— Rows —
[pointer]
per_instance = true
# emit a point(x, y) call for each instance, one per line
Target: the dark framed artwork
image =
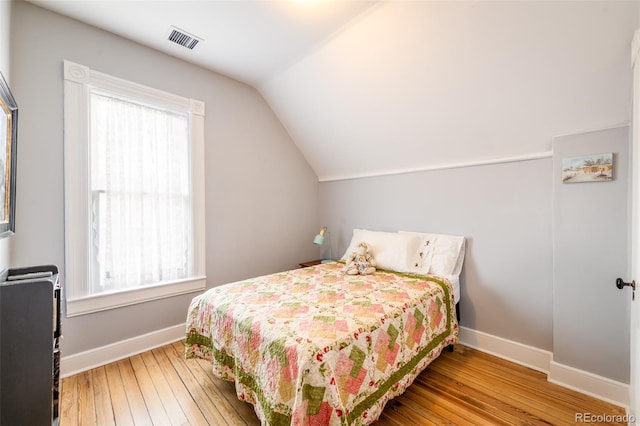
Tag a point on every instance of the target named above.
point(8, 142)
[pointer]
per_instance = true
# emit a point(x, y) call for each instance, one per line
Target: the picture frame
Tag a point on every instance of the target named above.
point(588, 168)
point(8, 150)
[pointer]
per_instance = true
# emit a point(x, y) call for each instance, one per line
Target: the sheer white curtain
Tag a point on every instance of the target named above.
point(141, 207)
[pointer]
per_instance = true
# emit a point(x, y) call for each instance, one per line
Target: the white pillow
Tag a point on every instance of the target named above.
point(444, 258)
point(390, 250)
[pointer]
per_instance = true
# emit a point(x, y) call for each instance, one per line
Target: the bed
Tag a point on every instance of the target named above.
point(315, 346)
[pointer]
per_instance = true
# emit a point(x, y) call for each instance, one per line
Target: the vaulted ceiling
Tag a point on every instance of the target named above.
point(368, 88)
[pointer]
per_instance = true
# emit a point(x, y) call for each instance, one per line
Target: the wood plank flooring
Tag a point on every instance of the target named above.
point(464, 387)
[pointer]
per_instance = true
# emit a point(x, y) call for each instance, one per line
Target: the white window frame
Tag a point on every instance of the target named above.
point(78, 82)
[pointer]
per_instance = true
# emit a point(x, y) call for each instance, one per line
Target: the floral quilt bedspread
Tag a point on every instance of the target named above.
point(314, 346)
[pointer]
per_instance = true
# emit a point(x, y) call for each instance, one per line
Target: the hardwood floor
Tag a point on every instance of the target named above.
point(464, 387)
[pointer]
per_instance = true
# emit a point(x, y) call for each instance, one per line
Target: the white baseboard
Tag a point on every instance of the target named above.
point(519, 353)
point(83, 361)
point(579, 380)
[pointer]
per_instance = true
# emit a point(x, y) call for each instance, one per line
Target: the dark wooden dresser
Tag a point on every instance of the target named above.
point(29, 346)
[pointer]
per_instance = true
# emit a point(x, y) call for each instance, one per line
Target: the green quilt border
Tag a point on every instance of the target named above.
point(274, 418)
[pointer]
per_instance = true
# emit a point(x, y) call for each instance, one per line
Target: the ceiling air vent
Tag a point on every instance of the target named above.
point(183, 38)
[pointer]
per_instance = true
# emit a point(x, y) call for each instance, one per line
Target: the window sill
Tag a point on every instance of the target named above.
point(103, 302)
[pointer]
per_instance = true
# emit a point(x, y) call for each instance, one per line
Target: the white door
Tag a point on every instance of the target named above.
point(634, 409)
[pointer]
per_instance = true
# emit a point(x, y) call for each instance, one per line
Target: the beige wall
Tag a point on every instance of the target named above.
point(5, 65)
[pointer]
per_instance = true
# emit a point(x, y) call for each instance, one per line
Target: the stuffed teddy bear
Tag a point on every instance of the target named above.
point(360, 261)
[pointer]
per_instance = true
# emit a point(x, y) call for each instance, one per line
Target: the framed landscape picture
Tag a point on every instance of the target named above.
point(8, 140)
point(588, 168)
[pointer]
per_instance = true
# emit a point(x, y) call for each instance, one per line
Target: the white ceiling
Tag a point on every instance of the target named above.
point(246, 40)
point(368, 88)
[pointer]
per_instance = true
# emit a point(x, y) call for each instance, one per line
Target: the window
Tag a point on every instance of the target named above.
point(134, 221)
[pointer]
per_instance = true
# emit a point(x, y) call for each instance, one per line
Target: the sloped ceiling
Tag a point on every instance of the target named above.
point(367, 88)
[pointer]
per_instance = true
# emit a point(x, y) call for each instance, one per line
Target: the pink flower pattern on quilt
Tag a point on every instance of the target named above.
point(314, 346)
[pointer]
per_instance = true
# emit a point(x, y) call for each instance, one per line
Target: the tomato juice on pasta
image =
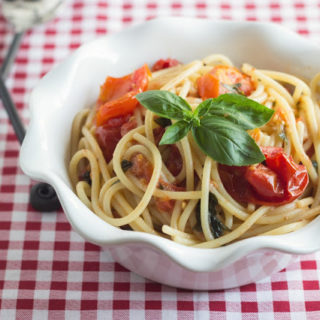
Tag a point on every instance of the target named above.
point(122, 171)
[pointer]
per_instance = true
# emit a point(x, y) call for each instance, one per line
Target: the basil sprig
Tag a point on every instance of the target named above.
point(218, 125)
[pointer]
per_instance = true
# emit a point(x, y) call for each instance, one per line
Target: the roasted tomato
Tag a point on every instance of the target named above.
point(276, 182)
point(164, 64)
point(109, 134)
point(224, 79)
point(117, 95)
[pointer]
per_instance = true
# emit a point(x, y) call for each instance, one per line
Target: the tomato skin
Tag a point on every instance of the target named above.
point(164, 64)
point(278, 182)
point(211, 85)
point(109, 134)
point(117, 95)
point(208, 86)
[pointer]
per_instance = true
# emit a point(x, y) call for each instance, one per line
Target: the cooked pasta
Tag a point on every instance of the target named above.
point(121, 173)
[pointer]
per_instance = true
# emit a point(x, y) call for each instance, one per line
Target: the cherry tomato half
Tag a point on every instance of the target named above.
point(117, 95)
point(279, 181)
point(164, 64)
point(221, 79)
point(109, 134)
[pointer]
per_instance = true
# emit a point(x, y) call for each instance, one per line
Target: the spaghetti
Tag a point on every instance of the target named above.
point(121, 173)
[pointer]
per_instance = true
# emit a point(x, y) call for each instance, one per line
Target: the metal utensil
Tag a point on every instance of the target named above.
point(24, 14)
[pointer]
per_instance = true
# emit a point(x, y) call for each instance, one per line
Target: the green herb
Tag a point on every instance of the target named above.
point(126, 164)
point(218, 125)
point(234, 88)
point(315, 164)
point(283, 136)
point(163, 122)
point(216, 226)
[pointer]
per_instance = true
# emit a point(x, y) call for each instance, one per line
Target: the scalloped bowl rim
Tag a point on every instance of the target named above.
point(103, 234)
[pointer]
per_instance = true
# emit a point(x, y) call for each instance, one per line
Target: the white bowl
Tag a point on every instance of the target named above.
point(74, 84)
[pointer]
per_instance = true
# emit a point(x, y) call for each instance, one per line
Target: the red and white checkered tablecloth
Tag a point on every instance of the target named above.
point(49, 271)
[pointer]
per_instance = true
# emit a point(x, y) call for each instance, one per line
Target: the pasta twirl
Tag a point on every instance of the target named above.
point(120, 171)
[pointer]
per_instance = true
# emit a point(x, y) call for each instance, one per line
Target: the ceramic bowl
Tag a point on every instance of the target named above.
point(74, 84)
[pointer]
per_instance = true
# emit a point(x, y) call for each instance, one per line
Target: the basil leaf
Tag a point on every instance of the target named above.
point(165, 104)
point(226, 142)
point(203, 108)
point(175, 132)
point(240, 110)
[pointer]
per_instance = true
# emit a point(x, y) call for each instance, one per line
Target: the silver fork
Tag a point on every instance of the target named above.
point(23, 15)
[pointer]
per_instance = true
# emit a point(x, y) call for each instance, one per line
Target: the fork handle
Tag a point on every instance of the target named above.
point(11, 55)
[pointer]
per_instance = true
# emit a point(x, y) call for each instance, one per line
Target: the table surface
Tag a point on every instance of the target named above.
point(49, 271)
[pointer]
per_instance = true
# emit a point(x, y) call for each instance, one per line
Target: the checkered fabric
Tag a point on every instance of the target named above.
point(49, 271)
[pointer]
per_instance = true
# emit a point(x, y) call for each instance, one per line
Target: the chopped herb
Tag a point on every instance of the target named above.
point(87, 177)
point(126, 164)
point(163, 122)
point(216, 226)
point(315, 164)
point(233, 88)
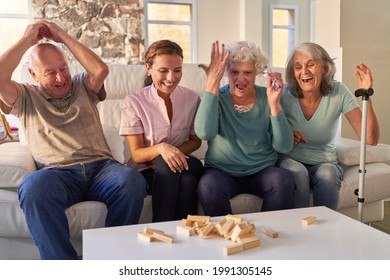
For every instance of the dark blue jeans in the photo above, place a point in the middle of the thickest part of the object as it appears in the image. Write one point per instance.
(216, 187)
(45, 194)
(173, 194)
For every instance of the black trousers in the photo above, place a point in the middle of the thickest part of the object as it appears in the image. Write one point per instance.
(174, 195)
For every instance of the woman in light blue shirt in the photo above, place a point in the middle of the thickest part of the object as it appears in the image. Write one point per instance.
(313, 103)
(245, 128)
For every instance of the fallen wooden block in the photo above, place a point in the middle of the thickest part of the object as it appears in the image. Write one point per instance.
(308, 220)
(150, 235)
(244, 244)
(185, 230)
(206, 230)
(234, 248)
(197, 218)
(240, 229)
(236, 219)
(145, 237)
(270, 232)
(250, 242)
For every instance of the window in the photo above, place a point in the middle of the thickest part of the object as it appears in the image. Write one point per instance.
(14, 18)
(283, 33)
(173, 20)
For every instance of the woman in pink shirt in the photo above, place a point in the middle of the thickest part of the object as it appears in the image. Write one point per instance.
(158, 122)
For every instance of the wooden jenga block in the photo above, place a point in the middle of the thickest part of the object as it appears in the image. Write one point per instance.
(163, 237)
(187, 231)
(240, 229)
(198, 224)
(250, 242)
(197, 218)
(219, 226)
(236, 219)
(270, 232)
(227, 227)
(232, 249)
(186, 223)
(308, 220)
(158, 234)
(145, 237)
(206, 230)
(150, 231)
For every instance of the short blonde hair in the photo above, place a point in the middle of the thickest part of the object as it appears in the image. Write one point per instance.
(244, 51)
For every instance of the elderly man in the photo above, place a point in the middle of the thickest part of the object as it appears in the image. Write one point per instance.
(66, 139)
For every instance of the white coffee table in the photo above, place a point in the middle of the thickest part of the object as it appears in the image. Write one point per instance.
(333, 237)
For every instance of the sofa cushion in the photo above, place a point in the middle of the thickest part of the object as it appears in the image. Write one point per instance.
(376, 181)
(16, 163)
(83, 215)
(115, 142)
(348, 152)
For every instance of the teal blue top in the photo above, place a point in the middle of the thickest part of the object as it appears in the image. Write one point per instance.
(321, 129)
(241, 143)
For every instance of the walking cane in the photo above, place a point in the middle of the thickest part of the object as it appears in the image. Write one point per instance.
(365, 94)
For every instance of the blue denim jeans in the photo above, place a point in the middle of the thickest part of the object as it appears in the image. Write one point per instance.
(45, 194)
(324, 179)
(173, 194)
(216, 187)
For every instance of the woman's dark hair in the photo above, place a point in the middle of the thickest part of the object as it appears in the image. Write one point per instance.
(159, 48)
(319, 54)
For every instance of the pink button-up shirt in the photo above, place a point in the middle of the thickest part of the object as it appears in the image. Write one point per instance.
(144, 112)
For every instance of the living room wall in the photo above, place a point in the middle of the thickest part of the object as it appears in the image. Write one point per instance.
(112, 28)
(359, 33)
(352, 31)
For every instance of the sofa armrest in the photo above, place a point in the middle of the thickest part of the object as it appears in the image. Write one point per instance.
(348, 152)
(16, 163)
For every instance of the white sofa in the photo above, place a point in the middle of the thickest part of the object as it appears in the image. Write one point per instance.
(16, 162)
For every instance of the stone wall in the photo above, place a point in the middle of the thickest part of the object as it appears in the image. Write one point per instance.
(111, 28)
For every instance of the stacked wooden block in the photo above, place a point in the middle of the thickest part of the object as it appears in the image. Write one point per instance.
(235, 228)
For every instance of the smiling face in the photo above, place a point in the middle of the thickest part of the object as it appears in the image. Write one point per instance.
(308, 73)
(50, 70)
(242, 76)
(166, 72)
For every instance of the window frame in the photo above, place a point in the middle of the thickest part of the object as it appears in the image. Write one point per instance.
(272, 27)
(192, 23)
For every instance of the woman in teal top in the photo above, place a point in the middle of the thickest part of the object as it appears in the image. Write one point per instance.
(313, 103)
(245, 128)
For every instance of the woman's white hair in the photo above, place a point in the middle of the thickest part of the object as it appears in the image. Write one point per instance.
(244, 51)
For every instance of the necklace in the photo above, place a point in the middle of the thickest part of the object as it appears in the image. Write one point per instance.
(243, 108)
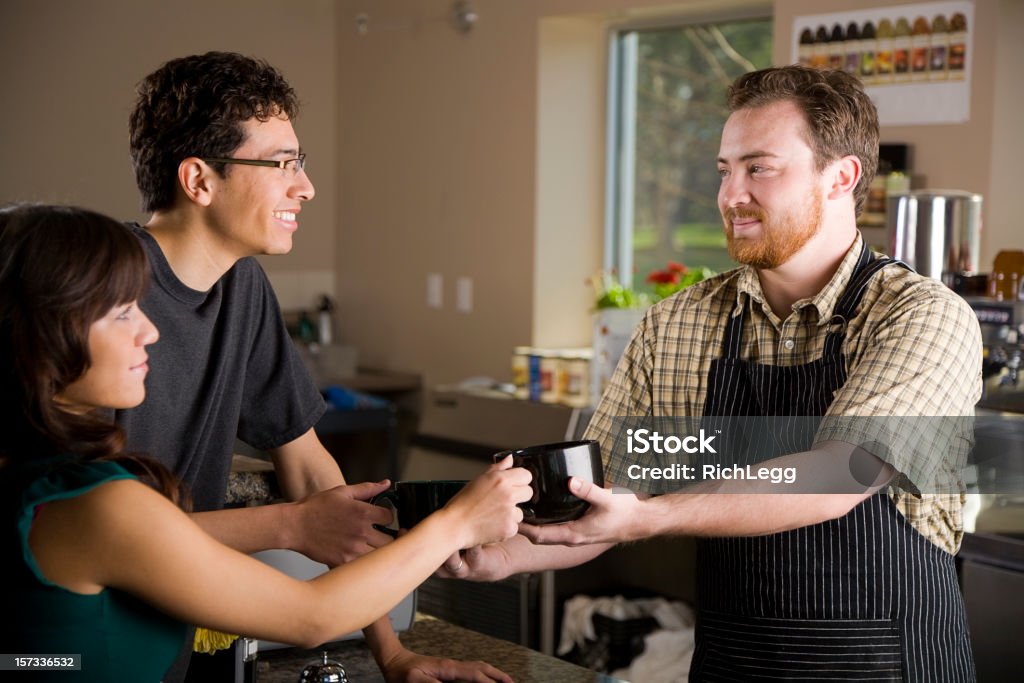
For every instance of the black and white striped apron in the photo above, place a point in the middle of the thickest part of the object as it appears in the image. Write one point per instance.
(863, 597)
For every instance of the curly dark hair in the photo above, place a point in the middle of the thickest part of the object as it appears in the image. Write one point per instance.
(61, 268)
(195, 107)
(841, 118)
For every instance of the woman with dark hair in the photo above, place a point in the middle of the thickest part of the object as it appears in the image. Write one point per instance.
(101, 565)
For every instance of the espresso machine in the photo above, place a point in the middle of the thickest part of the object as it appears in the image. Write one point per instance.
(1003, 338)
(938, 233)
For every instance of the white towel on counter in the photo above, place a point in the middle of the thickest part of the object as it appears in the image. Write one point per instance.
(666, 658)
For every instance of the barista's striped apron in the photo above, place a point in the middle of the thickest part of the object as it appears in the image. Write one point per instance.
(863, 597)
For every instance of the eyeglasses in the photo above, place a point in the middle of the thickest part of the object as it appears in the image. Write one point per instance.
(293, 165)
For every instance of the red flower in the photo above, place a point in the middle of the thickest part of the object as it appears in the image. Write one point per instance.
(664, 278)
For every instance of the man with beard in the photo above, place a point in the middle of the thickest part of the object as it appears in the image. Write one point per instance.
(850, 571)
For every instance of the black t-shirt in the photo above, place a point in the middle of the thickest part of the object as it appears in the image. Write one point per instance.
(223, 367)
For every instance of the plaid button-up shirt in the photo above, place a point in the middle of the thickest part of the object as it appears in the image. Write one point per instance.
(913, 348)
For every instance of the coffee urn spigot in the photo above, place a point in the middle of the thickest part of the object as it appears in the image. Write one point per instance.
(325, 671)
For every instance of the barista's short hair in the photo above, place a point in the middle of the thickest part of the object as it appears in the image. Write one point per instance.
(195, 107)
(841, 118)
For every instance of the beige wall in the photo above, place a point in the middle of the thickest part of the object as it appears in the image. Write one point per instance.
(975, 156)
(70, 68)
(469, 156)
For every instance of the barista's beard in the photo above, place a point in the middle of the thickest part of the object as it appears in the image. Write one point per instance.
(780, 238)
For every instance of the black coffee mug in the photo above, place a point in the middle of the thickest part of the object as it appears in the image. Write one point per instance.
(552, 465)
(414, 501)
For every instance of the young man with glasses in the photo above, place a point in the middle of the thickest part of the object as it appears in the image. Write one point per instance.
(221, 172)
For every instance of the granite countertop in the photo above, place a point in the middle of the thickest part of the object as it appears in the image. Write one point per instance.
(437, 638)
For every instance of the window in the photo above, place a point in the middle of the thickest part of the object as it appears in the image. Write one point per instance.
(667, 104)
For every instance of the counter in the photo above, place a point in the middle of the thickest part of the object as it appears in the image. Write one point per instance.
(437, 638)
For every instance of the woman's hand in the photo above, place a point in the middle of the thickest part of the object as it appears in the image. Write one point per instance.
(485, 509)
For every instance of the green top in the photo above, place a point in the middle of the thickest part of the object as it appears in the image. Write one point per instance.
(118, 637)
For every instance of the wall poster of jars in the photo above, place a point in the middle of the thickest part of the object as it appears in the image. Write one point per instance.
(914, 59)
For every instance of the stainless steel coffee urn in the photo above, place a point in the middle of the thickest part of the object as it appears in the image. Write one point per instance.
(936, 231)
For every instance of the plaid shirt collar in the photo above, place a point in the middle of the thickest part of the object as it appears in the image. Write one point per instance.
(749, 286)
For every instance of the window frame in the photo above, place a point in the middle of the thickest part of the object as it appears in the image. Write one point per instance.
(620, 143)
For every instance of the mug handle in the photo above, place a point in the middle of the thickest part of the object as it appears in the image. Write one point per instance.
(391, 498)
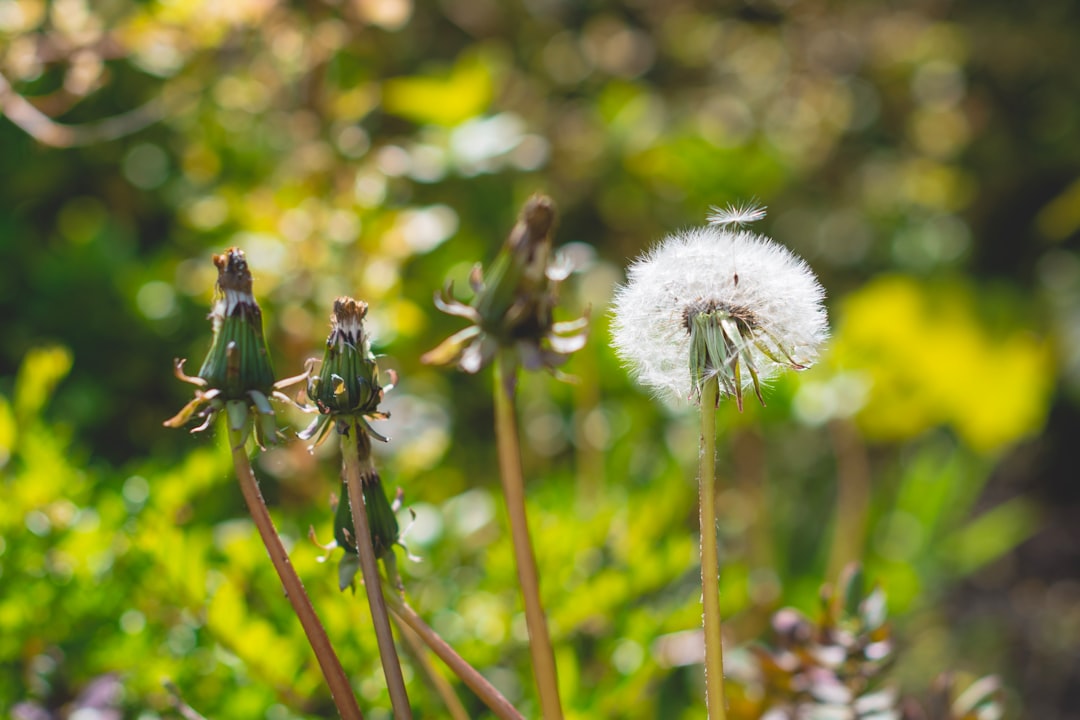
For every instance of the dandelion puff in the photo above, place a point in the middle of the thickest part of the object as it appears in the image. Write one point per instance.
(737, 215)
(717, 302)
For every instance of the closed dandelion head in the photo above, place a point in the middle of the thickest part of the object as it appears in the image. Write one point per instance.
(347, 385)
(717, 301)
(237, 376)
(513, 303)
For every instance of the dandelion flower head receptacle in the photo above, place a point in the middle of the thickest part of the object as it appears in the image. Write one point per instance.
(717, 301)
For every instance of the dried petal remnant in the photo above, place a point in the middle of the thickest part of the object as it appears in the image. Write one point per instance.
(237, 376)
(514, 302)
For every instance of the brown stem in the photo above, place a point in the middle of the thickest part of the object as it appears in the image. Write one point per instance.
(715, 701)
(469, 675)
(369, 567)
(340, 690)
(852, 496)
(513, 489)
(415, 648)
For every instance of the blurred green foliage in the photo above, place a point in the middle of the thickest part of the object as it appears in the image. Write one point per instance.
(922, 158)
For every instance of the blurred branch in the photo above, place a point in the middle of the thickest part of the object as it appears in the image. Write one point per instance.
(852, 494)
(499, 705)
(46, 131)
(186, 710)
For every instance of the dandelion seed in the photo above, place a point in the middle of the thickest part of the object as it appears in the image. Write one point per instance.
(738, 215)
(715, 302)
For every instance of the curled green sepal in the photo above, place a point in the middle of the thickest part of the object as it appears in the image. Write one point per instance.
(235, 376)
(513, 303)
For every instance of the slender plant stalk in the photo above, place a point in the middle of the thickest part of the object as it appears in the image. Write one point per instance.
(513, 489)
(369, 567)
(710, 555)
(469, 675)
(416, 650)
(340, 690)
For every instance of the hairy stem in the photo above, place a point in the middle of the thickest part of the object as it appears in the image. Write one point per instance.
(469, 675)
(513, 489)
(328, 662)
(354, 466)
(710, 555)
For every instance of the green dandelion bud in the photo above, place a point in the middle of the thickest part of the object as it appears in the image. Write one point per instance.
(347, 385)
(238, 362)
(513, 302)
(237, 376)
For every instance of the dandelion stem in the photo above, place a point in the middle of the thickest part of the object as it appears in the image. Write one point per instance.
(414, 647)
(369, 567)
(710, 560)
(340, 690)
(469, 675)
(513, 489)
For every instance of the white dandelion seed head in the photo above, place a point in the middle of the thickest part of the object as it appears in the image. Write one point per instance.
(742, 273)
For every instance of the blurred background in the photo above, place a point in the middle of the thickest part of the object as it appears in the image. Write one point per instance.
(923, 157)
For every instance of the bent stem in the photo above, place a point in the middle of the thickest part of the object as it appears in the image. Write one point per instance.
(340, 690)
(469, 675)
(369, 568)
(710, 555)
(513, 489)
(415, 648)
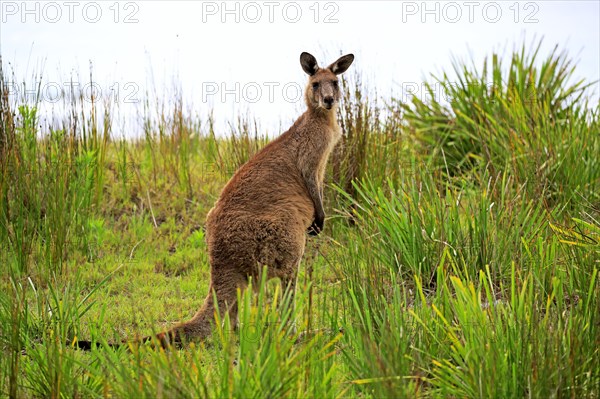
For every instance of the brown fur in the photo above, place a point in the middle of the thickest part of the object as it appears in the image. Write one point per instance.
(265, 210)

— Stated problem —
Output only the lines from the one that contains "For every instance of the green dandelion" to the end of the entries above, both end lines included, and drop the pictures.

— In response —
For every instance of the green dandelion bud in the photo above, place a point in the middle of the thickest part of the object as it appears in the image. Write one point per instance.
(347, 385)
(238, 362)
(513, 302)
(237, 376)
For every instance of the dandelion stem in the photo above, place a point in the middle of the thickest part of the object as it appears in the image. Write one point per instance.
(414, 647)
(369, 567)
(710, 560)
(340, 690)
(469, 675)
(513, 489)
For every instance of the white dandelion seed head in the photo above, place a point in the middle of the thickest part of the object as it appears in the image. Write one point per instance.
(742, 273)
For every instance of the blurred background in the photo above, place a point in the middle of the thickest part of the object as it appears in the image. Write one point per instance.
(923, 157)
For every instance of the bent stem in the photo above, place a point in the middle of the thickest part of the object as it appears in the image. Write one point per instance.
(340, 690)
(469, 675)
(369, 568)
(710, 555)
(513, 489)
(415, 648)
For every instance of the brown fur in the photo above, place a point in the middle of the thickest part of the object as it appears in the image. Write one point per instance.
(265, 210)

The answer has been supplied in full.